Thursday, January 26, 2006

[No More Liebermans]

Introduction: Where Do We Go From Here?

In the weeks leading up to the election, giddy lefties of my acquaintance began planning. Locations were selected, guests invited, hors d’oeuvres prepared. In our little blue state bubble of Portland, Oregon, certainty was the order of the day.

I was susceptible to it, but also wary, recalling how my anticipation was rewarded two years earlier. Not only were Congressional Democrats surprised by a strong off-term showing by Republicans, but in Oregon, the governor’s race was very tight. In that contest, a shady hard-right conservative with thin qualifications launched attack ads against a Democrat with a stellar resume—Marine, Oregon Attorney General, and Oregon Supreme Court justice. When I went to bed late on the evening of the election, the margin was too close to call. It was no night for levity. (The Democrat eventually won.) And so as plans were being laid, I mentioned gingerly that nothing fouls a celebration like getting beat. “Pah,” the planners said.

The polls remained bad for Bush, and even reluctant liberals nurtured hope. After-work parties became gala celebrations as confidence grew. “Everyone knows that undecideds break for the challenger in the end. An incumbent needs a lead heading into an election—a tie spells doom. Look at what happened to Carter.”

§

__Exercise instructions__.
• 1. In the essay on the election, why was the narrator wary while others around them felt certain?
• 2. According to the election essay, what three positions made up the Democratic governor candidate's resume?
• 3. Decide whether each statement agrees with the election essay: (a) The narrator lived in Portland, Oregon. (b) The Democrat in the earlier governor's race lost. (c) The party planners took the narrator's warning seriously.

__Dataset items__.
§

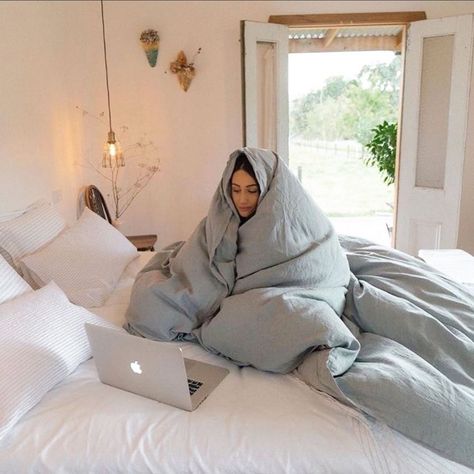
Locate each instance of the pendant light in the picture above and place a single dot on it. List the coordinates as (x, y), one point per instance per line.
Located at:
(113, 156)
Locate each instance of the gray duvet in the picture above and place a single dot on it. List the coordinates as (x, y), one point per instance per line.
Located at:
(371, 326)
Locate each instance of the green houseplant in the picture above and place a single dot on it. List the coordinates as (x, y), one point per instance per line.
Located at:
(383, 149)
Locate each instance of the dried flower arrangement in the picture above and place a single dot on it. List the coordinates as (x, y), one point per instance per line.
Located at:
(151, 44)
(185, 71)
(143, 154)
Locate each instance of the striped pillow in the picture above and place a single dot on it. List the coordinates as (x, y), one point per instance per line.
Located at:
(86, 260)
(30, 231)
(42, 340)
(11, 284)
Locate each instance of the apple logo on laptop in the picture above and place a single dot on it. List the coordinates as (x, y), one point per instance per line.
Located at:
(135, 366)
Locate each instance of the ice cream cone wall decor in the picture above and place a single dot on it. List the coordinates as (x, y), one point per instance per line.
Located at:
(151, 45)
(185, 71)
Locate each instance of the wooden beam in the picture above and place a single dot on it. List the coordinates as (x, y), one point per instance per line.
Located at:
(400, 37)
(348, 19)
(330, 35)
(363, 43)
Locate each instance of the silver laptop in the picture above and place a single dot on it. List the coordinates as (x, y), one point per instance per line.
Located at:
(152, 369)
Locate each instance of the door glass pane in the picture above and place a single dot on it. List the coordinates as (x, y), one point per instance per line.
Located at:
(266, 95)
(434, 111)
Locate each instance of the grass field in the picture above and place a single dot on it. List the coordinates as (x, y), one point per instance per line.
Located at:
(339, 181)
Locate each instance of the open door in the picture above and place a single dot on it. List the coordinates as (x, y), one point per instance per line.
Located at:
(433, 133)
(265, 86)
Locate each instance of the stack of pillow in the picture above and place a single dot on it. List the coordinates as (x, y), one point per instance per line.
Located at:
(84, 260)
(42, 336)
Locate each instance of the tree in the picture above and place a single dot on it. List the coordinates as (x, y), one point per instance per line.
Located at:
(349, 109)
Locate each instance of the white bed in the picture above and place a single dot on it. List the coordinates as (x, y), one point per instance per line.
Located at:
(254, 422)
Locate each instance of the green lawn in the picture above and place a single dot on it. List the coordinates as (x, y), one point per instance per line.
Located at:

§

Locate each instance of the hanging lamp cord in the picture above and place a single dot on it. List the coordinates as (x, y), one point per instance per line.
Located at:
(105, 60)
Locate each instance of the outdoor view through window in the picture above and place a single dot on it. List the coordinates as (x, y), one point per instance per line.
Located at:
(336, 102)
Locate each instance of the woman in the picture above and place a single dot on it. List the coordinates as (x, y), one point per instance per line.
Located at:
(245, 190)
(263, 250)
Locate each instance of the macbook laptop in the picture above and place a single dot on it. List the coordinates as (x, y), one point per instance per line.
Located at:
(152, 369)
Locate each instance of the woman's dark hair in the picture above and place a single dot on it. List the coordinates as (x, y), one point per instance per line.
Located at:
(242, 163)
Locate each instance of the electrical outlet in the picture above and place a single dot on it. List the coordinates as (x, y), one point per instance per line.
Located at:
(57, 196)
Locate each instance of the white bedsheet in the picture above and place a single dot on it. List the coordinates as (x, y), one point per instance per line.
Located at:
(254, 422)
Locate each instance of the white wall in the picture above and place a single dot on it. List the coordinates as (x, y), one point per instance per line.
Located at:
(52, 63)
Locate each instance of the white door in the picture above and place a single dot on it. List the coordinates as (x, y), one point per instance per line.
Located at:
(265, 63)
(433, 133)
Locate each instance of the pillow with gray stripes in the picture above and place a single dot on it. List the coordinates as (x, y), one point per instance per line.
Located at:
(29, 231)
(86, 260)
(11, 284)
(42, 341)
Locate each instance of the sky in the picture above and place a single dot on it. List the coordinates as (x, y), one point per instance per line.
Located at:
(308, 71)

§

__Task answers__.
• 1. The narrator remembered how their anticipation had been rewarded two years earlier. Congressional Democrats were surprised by a strong off-term Republican showing, and Oregon's governor's race was so tight that the margin was too close to call when the narrator went to bed on election night.

• 2. Marine, Oregon Attorney General, and Oregon Supreme Court justice.

• 3.
(a) Yes: "In our little blue state bubble of Portland, Oregon"
(b) No: "(The Democrat eventually won.)"
(c) No: "“Pah,” the planners said."